GIVEN EXERCISE 1: Translate this sentence from the column about Harry Conn into Spanish: "As a script writer, Conn was tops."

PAGE:
####
This column from the NEA syndicate sums it up.

You'll Laugh at Dialects, Hotel Scenes And Class Room Gags, Says Harry Conn
THOSE ARE SURE-FIRE GIGGLE GETTERS, ACCORDING TO FAMED QUIPSTER WHO HAS BECOME HIS OWN GAG MAN ON AIR
By NORMAN SIEGEL
NEW YORK, Dec. 25 [1937]—For years Harry Conn has been the “Cyrano de Bergerac” of radio. Many of the airwave’s brightest personalities wooed fame and fortune with his words.
Jack Benny, Joe Penner and Walter O’Keefe got laughs with Conn’s quips. When Gary Cooper and Mae West made vaudeville appearances, they spoke what Conn wrote for them. As a script writer, Conn was tops. Now he has decided to talk for himself on the new Columbia variety program known as “Earaches of 1938.” Instead of appearing by proxy on this show, Conn steps out in front of the microphones to speak his own gags.
We found him backstage after one of his first broadcasts—a small, businessman-type in his early forties, calmly puffing on one of those large aromatic cigars that have become one of the hallmarks of the radio comedian. Although the role of broadcaster was a comparatively new one to him, he wasn’t a bit nervous, as his background includes ten years before the footlights as a hoofer and a number of A.E.F. performances in France.
Just Tired of Silence.
What we wanted to know was why Conn, after having written the Jack Benny scripts for five years should want to give up a distinguished writing career for a new one which is already crowded and extremely hazardous.
“I was tired of leading a behind-the-microphone existence,” he said. “I got lonely back there without a gag to call my own. So I decided eliminate the middleman, come out in front, and be my own comedian.”
Harry is responsible for many of the devices of modern radio comedy, especially the “group” technique, which enlists the entire cast for comic spots. He believes that it is a lot easier for five or six people to be funny than just one or two. So he makes comedians out of singers, announcers and orchestra leaders. This theory is practiced on his new program, in which he even makes a comic out of the script writer—himself.
Three Sure-Fire Laughs.
He contends that a gag writer has three sure-fire laugh-getters, all of which he’ll use on the new program. One of the best of these old standbys is the dialect actor.
“You can always get a laugh with dialect,” Conn said. “In fact, you can get a double laugh, one for what the dialectician says and one for the way he says it. Dialects are a typically American form of humor, because we are one of the few people on earth who not only tolerate the mutilation of our language, but love it.
“Another laugh standby is the hotel scene. The discomforts of small hotels are always good for laughs and all the numerous complaints, funny guests, bell boys knocking on the doors, elevators breaking down and you have one of the richest settings for humor.
“Then there’s the third old-faithful: the classroom scene where the children give gag answers to the teacher’s questions. This is the best sort of stooge scene possible, since the teacher is the most logical stooge in the world.”
####
DATA TO PROCESS:
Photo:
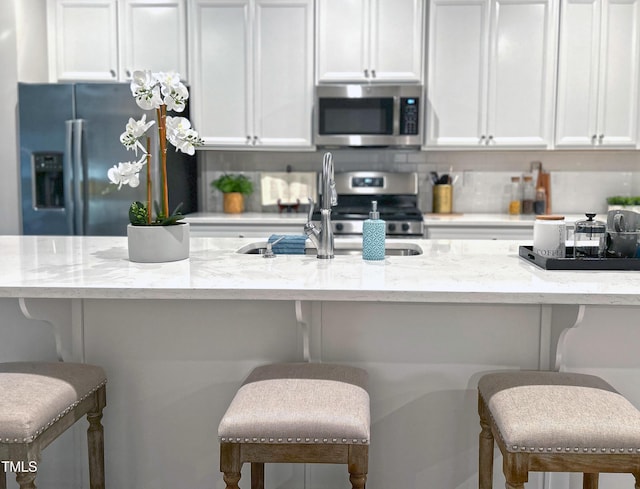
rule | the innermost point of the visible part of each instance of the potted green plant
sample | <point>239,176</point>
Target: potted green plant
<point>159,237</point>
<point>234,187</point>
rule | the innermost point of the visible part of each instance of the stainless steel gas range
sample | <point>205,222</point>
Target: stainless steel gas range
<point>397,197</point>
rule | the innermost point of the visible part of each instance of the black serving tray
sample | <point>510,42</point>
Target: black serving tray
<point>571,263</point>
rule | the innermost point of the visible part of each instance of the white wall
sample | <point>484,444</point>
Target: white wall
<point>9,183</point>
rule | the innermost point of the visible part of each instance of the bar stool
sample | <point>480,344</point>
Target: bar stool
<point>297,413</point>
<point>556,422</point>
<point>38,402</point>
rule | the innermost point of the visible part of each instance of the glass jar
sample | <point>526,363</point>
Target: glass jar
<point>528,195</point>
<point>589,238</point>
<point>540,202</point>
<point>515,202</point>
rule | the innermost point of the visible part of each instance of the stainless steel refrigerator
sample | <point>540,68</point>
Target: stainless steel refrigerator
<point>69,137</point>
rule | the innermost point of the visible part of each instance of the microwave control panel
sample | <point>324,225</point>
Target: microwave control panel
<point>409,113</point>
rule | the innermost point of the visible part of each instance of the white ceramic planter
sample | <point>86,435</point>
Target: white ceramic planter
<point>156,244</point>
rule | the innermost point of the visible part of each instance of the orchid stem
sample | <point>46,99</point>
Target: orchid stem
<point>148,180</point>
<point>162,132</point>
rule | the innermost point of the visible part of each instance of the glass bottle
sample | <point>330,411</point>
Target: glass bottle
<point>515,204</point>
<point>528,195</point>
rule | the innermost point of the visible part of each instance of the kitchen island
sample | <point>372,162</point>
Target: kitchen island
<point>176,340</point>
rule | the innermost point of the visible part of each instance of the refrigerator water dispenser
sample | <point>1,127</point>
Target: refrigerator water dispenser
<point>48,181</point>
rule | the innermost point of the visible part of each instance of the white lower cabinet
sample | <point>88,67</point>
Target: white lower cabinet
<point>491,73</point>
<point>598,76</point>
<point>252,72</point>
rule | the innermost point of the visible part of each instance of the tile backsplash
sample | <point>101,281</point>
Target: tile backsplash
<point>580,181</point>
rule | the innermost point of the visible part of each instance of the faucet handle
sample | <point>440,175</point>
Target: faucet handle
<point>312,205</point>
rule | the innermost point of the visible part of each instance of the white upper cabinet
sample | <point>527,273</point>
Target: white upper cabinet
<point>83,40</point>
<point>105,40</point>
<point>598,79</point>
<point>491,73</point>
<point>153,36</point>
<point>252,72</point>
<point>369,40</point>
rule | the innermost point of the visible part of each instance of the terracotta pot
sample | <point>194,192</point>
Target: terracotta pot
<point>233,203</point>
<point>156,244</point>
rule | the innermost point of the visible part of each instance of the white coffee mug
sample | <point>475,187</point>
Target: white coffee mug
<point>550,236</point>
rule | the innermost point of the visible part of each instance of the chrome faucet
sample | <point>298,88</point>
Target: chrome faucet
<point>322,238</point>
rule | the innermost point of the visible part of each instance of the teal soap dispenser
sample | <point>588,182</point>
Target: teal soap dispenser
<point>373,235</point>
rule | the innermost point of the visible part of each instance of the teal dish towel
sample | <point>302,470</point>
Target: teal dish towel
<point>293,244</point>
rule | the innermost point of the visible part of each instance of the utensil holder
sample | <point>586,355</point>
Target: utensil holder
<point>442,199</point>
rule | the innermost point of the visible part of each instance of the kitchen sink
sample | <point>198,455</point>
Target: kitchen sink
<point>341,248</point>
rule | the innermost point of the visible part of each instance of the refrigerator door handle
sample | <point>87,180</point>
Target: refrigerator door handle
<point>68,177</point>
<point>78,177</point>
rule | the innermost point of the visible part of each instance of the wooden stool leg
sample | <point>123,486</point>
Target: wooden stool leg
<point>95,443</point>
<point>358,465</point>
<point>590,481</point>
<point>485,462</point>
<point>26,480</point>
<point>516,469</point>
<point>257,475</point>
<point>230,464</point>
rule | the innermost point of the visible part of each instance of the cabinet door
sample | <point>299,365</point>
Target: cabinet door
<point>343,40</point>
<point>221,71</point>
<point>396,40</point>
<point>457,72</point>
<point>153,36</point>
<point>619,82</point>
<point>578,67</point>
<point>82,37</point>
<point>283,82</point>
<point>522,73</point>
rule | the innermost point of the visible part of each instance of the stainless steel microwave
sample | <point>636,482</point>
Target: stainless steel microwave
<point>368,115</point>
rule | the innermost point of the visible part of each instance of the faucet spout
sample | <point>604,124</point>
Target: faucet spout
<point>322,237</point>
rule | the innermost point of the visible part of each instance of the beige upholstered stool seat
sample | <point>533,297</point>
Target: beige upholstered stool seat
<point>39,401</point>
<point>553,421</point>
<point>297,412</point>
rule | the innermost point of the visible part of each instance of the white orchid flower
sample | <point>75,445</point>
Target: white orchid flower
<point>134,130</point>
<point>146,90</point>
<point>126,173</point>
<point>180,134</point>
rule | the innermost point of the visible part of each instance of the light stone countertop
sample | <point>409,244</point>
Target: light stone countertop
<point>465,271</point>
####
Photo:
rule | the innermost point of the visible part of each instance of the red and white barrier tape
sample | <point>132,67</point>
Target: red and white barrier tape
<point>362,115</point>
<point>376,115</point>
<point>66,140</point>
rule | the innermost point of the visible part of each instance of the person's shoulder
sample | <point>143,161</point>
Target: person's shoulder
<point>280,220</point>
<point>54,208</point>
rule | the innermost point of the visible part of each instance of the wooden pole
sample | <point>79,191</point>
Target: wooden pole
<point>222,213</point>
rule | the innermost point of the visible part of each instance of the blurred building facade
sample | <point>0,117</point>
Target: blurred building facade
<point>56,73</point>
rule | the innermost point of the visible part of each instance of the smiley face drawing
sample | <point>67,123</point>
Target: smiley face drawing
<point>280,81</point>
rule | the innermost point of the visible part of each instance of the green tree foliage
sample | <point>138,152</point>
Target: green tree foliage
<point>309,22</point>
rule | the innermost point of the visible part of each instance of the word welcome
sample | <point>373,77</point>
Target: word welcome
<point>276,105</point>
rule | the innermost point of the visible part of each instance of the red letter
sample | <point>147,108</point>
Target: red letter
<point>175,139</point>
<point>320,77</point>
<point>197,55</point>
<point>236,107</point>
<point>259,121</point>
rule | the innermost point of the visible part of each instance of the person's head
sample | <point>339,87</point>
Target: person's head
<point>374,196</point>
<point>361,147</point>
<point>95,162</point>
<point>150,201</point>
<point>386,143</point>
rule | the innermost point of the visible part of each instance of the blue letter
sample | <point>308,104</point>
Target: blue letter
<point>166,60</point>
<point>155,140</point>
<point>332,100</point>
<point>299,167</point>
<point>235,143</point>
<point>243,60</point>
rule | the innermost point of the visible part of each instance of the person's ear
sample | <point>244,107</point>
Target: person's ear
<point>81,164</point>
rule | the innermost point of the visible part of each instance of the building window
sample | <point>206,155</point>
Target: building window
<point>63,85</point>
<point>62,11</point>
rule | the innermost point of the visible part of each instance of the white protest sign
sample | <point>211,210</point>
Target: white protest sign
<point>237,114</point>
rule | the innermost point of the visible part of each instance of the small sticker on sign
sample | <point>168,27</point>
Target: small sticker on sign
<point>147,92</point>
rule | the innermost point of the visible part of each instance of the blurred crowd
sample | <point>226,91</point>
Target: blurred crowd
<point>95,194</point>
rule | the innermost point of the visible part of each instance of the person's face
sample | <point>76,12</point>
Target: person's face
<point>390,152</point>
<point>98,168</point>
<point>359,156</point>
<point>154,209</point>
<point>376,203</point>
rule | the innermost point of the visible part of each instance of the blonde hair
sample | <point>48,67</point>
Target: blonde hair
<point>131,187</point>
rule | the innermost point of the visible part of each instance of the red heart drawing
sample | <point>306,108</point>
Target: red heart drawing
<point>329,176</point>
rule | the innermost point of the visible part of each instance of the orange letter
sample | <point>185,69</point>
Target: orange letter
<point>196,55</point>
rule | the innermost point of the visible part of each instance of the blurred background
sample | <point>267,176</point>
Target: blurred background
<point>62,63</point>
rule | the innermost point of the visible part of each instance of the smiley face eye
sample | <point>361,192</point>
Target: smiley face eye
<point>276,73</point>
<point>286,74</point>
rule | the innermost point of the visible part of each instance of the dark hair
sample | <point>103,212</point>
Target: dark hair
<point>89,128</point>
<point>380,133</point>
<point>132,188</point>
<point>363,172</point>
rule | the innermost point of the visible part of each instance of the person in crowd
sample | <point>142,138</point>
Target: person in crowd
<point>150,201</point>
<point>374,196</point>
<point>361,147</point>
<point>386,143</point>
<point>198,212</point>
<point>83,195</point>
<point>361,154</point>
####
GIVEN EXERCISE 2: In the entries, repeat the lines from the one containing "the bar stool" through the one containing "<point>38,402</point>", inclusive.

WRITTEN RESPONSE 1: Como guionista, Conn era el mejor.

WRITTEN RESPONSE 2:
rule | the innermost point of the visible part of each instance of the bar stool
sample | <point>480,344</point>
Target: bar stool
<point>297,413</point>
<point>556,422</point>
<point>38,402</point>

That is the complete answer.